TASK REQUIREMENTS
Please output exactly the run of lines that starts at the line with "Return one point for each instance of the license" and ends at the last line of the records below.

(Point labeling examples)
------
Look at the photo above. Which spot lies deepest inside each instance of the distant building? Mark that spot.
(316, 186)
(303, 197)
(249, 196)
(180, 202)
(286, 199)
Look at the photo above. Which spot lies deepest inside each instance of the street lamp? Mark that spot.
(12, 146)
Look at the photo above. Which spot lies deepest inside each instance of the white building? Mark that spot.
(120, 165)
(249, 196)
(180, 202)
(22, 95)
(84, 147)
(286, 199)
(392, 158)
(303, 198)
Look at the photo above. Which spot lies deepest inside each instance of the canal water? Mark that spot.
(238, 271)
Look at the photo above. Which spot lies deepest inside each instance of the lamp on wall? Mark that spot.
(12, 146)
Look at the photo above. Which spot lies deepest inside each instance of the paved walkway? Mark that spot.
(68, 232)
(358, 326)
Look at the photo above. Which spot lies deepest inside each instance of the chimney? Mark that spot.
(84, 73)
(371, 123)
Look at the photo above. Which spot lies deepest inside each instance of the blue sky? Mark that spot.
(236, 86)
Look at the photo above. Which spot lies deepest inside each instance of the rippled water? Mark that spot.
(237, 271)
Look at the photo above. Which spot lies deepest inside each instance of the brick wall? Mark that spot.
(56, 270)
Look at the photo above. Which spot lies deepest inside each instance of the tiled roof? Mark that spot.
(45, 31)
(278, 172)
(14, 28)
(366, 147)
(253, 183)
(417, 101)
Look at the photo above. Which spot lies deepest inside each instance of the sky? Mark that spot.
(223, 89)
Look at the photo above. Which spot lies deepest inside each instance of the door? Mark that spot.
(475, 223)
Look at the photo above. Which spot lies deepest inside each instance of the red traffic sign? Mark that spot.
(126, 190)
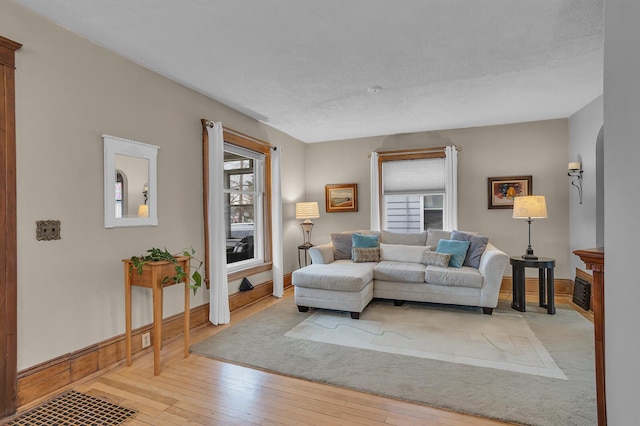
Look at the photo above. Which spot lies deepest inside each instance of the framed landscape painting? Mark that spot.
(341, 197)
(502, 190)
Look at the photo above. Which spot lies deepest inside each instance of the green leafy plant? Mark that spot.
(155, 254)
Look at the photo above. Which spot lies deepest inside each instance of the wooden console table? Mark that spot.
(594, 260)
(152, 275)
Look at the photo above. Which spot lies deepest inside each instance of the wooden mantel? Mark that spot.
(594, 260)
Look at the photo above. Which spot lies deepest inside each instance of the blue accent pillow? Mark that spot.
(364, 241)
(457, 249)
(477, 246)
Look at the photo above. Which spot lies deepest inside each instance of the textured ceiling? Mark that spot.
(304, 66)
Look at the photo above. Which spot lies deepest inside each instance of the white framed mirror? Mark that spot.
(130, 183)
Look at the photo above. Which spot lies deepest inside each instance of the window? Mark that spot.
(246, 189)
(413, 191)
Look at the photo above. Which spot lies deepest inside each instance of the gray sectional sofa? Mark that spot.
(408, 267)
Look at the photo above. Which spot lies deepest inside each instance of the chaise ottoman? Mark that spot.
(342, 286)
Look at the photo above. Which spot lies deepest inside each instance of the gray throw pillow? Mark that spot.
(341, 246)
(477, 245)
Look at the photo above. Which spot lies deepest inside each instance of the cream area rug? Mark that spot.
(503, 340)
(523, 367)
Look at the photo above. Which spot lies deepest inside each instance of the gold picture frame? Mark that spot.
(341, 197)
(502, 190)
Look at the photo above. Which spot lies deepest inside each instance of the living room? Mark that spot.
(71, 91)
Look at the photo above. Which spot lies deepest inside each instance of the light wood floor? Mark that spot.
(201, 391)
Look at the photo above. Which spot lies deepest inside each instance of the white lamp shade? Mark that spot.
(307, 210)
(529, 207)
(574, 166)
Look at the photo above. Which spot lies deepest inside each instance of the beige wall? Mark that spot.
(537, 148)
(69, 92)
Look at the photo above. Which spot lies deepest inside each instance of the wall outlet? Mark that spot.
(146, 340)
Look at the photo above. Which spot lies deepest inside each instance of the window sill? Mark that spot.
(248, 271)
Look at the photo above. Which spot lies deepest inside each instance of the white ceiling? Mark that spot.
(304, 66)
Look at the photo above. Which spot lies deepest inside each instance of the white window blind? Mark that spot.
(422, 176)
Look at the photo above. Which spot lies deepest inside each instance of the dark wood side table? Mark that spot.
(545, 267)
(304, 249)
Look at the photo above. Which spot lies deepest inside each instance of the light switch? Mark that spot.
(47, 230)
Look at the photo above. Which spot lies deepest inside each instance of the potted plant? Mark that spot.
(175, 269)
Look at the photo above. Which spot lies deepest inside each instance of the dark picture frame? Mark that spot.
(502, 190)
(341, 197)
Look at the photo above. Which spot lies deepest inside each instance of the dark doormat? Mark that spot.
(77, 409)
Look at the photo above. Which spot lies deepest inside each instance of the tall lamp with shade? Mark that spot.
(528, 208)
(307, 210)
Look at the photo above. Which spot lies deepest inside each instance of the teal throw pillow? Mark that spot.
(457, 249)
(477, 246)
(364, 241)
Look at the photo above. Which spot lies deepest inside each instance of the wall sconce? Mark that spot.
(143, 209)
(575, 171)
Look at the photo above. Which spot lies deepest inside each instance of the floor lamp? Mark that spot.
(528, 208)
(307, 211)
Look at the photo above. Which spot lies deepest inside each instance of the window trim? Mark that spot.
(402, 155)
(248, 142)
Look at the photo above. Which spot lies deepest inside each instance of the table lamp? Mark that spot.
(307, 210)
(529, 207)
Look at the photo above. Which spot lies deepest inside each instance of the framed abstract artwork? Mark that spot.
(502, 190)
(342, 197)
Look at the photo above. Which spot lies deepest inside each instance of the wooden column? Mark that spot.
(594, 260)
(8, 233)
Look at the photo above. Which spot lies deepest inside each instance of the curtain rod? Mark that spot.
(210, 123)
(415, 151)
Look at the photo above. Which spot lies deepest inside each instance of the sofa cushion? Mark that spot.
(340, 275)
(402, 253)
(435, 235)
(412, 239)
(365, 241)
(399, 271)
(365, 254)
(341, 246)
(458, 250)
(477, 245)
(436, 259)
(454, 277)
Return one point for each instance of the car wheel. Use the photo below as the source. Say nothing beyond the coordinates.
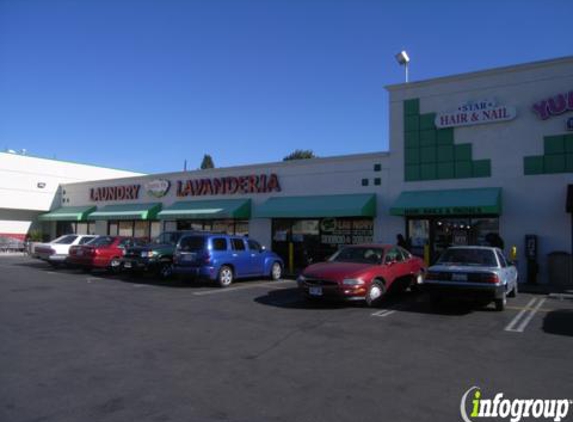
(115, 265)
(165, 270)
(276, 271)
(375, 293)
(514, 292)
(225, 277)
(500, 303)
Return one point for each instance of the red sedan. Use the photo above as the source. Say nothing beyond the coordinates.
(104, 252)
(362, 272)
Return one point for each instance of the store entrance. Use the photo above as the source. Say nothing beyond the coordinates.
(430, 236)
(301, 242)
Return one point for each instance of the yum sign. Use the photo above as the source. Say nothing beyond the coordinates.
(554, 106)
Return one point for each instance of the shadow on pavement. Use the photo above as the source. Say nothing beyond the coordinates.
(291, 298)
(559, 322)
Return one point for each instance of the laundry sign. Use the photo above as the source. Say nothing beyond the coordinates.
(476, 113)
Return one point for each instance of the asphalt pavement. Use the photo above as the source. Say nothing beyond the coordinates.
(94, 347)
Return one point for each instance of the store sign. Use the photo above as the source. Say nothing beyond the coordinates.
(554, 106)
(115, 193)
(346, 232)
(229, 185)
(476, 113)
(157, 188)
(449, 211)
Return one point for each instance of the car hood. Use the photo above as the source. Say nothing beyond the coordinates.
(336, 271)
(461, 268)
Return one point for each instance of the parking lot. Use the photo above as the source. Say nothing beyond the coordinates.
(93, 347)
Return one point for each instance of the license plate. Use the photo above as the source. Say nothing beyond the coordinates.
(315, 291)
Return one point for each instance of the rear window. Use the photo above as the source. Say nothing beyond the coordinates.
(65, 240)
(170, 238)
(86, 239)
(254, 246)
(238, 244)
(192, 243)
(468, 256)
(101, 241)
(219, 244)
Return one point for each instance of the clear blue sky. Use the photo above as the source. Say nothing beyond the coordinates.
(143, 84)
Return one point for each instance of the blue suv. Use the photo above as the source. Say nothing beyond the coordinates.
(224, 258)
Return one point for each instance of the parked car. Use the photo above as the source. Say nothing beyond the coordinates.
(57, 251)
(103, 252)
(361, 272)
(473, 272)
(224, 258)
(155, 257)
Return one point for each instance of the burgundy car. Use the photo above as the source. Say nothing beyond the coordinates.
(104, 252)
(362, 272)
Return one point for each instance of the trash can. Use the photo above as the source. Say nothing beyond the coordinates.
(560, 268)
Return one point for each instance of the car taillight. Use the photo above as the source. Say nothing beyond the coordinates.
(490, 278)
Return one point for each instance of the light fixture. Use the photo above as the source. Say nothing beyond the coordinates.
------
THE OUTPUT
Return one point for each instance of the license plate. Use the photo above as the source. Say nothing beyond the coordinates.
(315, 291)
Return one point for each instance of the rear window. Use the photo above as the source. Say nothing beyond the coordinates.
(65, 240)
(170, 238)
(86, 239)
(254, 246)
(238, 244)
(192, 243)
(468, 256)
(101, 241)
(219, 244)
Return one point for each instance of the clear blue sky. Use the photo above as the source. Say nothing beyond the coordinates.
(143, 84)
Return one point for each instance of the blue suv. Use the photo above as the source. Say nothing beyond the coordinates.
(224, 258)
Return one point for each instance of the parked car. Use the photo above as the source. Say nothing beyond the coordinates.
(57, 251)
(103, 252)
(361, 272)
(473, 272)
(224, 258)
(155, 257)
Return one point for each instance of the burgundy car. Use the photo above as the source. Say nothing beyond the coordinates.
(104, 252)
(362, 272)
Return one point for each instance of the trash can. Use the photo above as the source. Say nothing beyond the coordinates.
(560, 268)
Return one point for each instance of the car taillight. Use the photo above as the source. Say nothing beyond the coordinates.
(490, 278)
Return one point for each instance of the light fixture. Use the photo above as the source. Say nothing beyond the coordinates.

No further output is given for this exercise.